Instructions for the task. Copy the listing below, starting with the line that contains "Target: red jacket" and going on through the line that contains "[(419, 153)]". In your copy, change "red jacket" to "crimson coat" and keep everything else the same.
======
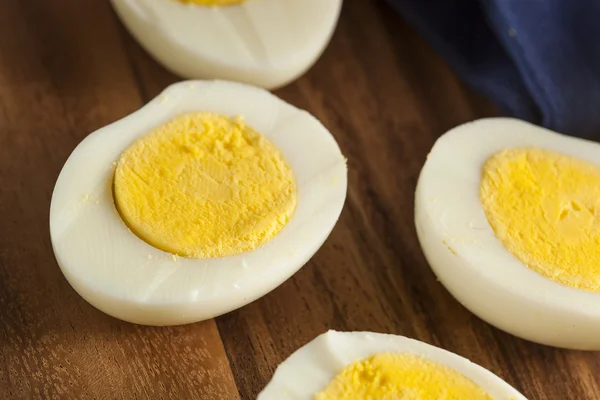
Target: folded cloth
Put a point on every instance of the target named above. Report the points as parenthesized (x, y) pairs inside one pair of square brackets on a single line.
[(538, 60)]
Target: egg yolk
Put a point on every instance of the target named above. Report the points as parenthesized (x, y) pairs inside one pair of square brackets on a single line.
[(392, 376), (214, 3), (204, 185), (545, 208)]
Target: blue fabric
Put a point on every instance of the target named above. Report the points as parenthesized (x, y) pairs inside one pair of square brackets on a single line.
[(538, 60)]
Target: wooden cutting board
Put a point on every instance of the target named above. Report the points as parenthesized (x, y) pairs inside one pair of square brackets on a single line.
[(67, 67)]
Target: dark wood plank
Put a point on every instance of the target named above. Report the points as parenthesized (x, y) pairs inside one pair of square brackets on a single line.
[(386, 97), (63, 74), (67, 68)]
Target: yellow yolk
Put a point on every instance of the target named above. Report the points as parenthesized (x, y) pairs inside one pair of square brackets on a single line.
[(204, 185), (392, 376), (545, 207), (215, 3)]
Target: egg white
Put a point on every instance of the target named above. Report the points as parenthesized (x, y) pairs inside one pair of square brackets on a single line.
[(125, 277), (312, 367), (266, 43), (468, 258)]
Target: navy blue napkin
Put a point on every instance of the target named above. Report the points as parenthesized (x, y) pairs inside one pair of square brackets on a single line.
[(538, 60)]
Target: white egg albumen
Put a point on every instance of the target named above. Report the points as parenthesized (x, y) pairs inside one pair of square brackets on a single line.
[(312, 367), (468, 258), (266, 43), (122, 275)]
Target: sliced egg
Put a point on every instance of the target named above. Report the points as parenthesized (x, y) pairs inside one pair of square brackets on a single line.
[(205, 199), (508, 216), (365, 365), (266, 43)]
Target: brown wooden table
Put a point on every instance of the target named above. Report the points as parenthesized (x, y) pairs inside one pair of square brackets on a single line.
[(69, 67)]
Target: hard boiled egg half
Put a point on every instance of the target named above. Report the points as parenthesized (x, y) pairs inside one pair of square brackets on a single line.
[(205, 199), (364, 365), (508, 216), (267, 43)]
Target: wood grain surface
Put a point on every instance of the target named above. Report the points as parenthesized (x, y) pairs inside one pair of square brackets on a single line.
[(68, 67)]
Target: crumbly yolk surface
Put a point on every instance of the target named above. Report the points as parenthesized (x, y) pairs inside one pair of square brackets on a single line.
[(545, 208), (204, 185), (214, 3), (390, 376)]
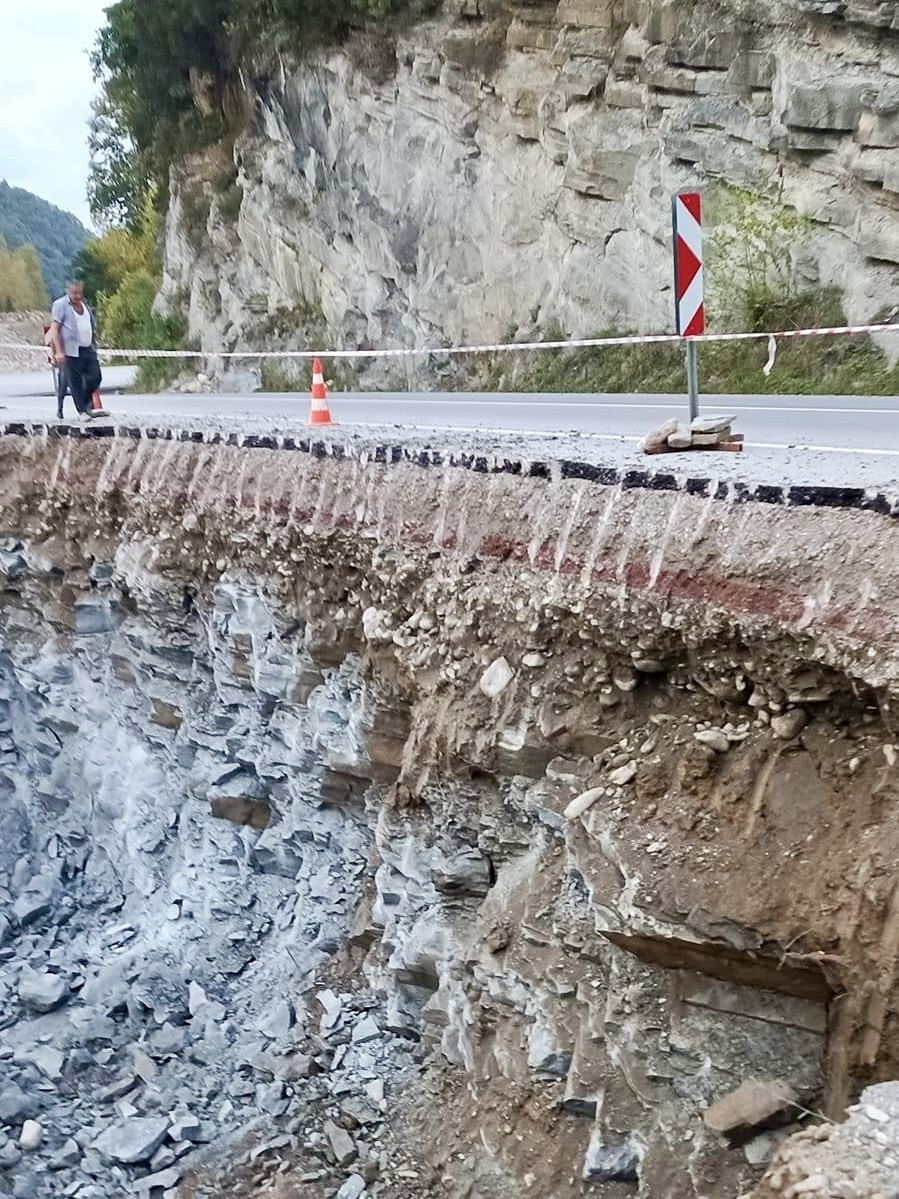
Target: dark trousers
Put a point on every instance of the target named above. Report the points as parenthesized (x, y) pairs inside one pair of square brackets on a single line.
[(61, 387), (84, 377)]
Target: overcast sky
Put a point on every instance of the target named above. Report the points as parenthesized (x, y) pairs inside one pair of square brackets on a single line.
[(46, 96)]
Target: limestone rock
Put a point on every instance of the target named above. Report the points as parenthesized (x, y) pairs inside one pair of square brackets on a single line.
[(583, 802), (716, 739), (750, 1106), (353, 1188), (42, 992), (30, 1137), (16, 1106), (789, 724), (342, 1144), (496, 678), (132, 1140), (610, 1163)]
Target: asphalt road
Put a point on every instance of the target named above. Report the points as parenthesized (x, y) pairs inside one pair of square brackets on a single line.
[(798, 439), (861, 425)]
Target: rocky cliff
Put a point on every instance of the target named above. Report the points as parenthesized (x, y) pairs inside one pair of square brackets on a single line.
[(502, 167), (537, 830)]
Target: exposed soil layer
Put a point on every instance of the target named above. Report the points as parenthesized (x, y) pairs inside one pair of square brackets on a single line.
[(625, 760)]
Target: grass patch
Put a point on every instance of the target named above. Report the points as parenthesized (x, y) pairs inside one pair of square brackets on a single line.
[(825, 366)]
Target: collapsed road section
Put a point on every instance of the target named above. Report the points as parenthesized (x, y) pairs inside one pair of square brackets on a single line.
[(369, 829)]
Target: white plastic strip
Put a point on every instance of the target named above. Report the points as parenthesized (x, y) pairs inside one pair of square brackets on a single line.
[(492, 348)]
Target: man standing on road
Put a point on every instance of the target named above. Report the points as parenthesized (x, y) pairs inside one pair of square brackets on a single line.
[(74, 345)]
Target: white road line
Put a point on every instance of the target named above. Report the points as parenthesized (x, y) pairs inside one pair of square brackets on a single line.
[(857, 450), (584, 403), (601, 437)]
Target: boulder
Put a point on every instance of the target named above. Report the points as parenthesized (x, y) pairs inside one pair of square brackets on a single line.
[(753, 1104), (42, 992), (133, 1140)]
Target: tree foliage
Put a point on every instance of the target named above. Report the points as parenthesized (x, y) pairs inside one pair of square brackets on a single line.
[(121, 276), (22, 288), (25, 220), (170, 71)]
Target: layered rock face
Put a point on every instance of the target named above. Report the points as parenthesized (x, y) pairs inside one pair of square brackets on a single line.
[(506, 167), (586, 793)]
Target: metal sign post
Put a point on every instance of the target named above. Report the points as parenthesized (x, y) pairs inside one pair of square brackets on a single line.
[(689, 299)]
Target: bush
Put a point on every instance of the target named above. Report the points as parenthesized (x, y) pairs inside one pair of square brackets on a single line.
[(22, 287)]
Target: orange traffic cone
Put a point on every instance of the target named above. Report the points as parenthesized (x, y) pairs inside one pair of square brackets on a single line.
[(319, 411)]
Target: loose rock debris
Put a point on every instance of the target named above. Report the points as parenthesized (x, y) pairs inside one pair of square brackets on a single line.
[(294, 904)]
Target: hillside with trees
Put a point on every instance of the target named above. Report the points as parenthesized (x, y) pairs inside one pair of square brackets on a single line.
[(25, 220), (22, 287)]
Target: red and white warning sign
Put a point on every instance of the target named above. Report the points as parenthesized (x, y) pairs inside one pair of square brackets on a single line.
[(689, 308)]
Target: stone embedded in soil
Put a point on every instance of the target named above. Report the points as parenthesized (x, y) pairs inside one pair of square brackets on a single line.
[(42, 992), (610, 1163), (342, 1144), (366, 1030), (48, 1060), (132, 1140), (353, 1188), (35, 902), (278, 1022), (750, 1106), (716, 739), (16, 1106), (623, 775), (30, 1137), (580, 803), (67, 1156), (789, 724), (496, 678), (162, 1180)]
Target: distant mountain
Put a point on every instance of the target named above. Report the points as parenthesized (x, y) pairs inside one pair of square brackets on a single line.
[(56, 235)]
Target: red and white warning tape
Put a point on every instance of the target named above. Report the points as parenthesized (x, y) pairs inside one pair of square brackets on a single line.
[(575, 343)]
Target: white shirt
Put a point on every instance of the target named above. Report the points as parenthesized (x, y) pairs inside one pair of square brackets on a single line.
[(85, 331)]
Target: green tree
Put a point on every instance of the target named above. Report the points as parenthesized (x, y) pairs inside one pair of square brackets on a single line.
[(22, 288), (172, 74), (107, 261), (25, 220)]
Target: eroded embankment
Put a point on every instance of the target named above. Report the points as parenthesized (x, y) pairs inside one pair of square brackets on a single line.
[(392, 684)]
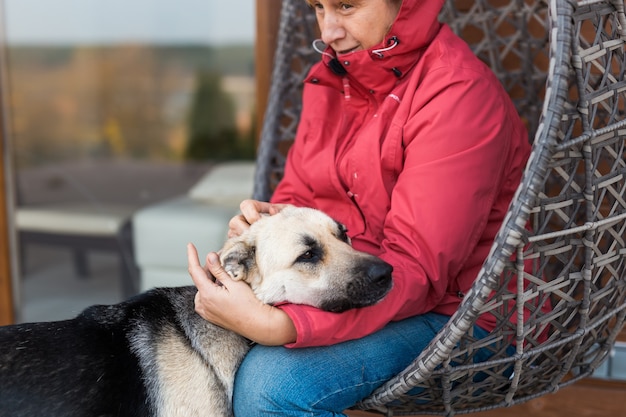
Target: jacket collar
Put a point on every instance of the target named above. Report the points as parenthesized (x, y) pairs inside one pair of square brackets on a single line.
[(378, 69)]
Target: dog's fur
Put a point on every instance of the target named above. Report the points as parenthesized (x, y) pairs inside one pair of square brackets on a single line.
[(154, 356)]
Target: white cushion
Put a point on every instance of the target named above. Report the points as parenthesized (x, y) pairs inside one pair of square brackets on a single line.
[(74, 219), (162, 231)]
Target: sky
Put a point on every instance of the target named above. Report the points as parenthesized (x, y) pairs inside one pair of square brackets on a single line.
[(114, 21)]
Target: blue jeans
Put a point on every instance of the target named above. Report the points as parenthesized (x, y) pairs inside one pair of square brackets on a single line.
[(325, 381)]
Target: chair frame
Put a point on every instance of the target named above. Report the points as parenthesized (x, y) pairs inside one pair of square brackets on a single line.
[(568, 217)]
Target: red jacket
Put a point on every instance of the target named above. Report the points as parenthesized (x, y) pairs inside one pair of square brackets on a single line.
[(419, 153)]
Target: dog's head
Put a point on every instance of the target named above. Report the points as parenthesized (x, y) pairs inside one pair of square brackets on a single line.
[(302, 256)]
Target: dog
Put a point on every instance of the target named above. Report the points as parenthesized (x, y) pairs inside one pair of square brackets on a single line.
[(154, 356)]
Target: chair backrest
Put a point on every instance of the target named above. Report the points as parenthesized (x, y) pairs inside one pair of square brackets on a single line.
[(563, 64)]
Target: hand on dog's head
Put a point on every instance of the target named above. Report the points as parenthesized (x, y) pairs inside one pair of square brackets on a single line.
[(302, 256)]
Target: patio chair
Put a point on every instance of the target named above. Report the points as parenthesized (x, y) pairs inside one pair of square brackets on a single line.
[(563, 64)]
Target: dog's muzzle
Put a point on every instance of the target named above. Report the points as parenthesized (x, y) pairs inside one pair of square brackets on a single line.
[(369, 284)]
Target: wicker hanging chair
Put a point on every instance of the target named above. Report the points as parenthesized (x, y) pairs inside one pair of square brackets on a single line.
[(563, 64)]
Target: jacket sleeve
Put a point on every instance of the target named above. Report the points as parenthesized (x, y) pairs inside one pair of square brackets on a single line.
[(457, 147)]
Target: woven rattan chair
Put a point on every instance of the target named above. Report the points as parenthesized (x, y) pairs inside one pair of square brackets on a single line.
[(563, 64)]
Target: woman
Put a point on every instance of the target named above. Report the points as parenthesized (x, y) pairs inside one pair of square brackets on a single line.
[(409, 140)]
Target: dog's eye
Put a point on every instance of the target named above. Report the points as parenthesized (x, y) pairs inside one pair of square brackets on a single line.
[(308, 256), (343, 233)]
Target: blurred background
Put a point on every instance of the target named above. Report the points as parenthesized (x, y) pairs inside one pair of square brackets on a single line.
[(118, 104)]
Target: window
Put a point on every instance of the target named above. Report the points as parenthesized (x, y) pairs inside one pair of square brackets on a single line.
[(123, 103)]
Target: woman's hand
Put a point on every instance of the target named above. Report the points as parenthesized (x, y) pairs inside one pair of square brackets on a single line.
[(232, 304), (251, 211)]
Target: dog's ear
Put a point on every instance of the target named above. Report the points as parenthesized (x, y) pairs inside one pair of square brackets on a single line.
[(238, 258)]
======
Correct answer.
Target: crimson coat
Put a point on every instance of the target named above. Report the points as parenthesized (x, y) pairs inside one pair of square brackets on a single line.
[(419, 153)]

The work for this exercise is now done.